Wat wordt gevraagd:
Vervang in al het materiaal "hair" door "face" en geef de regels verder ongewijzigd opnieuw weer. Laat de afbeeldingen alsjeblieft weg uit je antwoord.

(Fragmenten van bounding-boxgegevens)
----------------

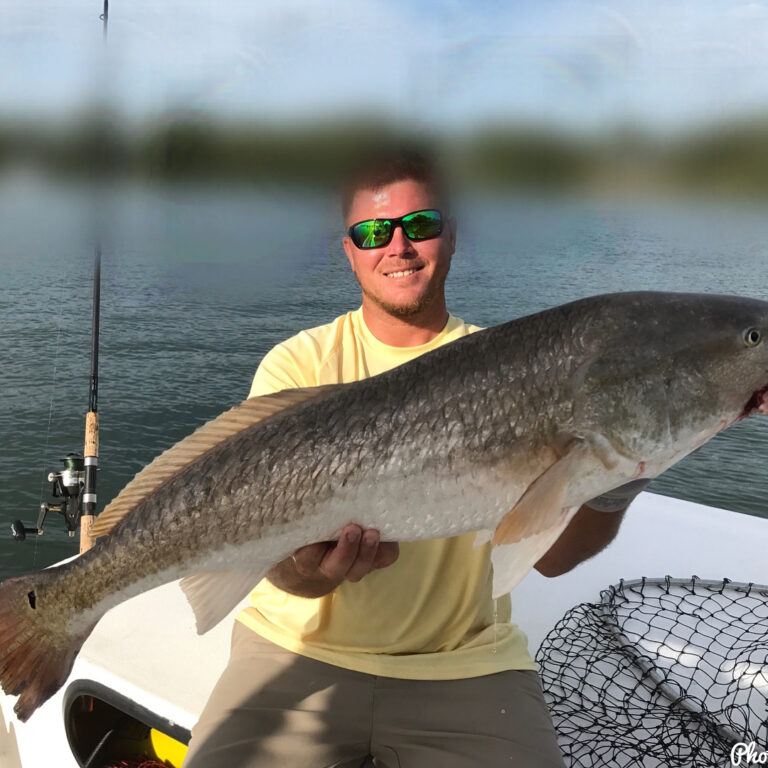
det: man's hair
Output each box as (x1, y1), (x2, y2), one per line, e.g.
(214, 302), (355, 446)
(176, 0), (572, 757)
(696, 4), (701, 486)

----------------

Uitgewerkte opdracht:
det: man's face
Output each box as (x1, y1), (x2, y2), one per line, e.g.
(214, 302), (355, 446)
(176, 0), (572, 757)
(696, 4), (701, 486)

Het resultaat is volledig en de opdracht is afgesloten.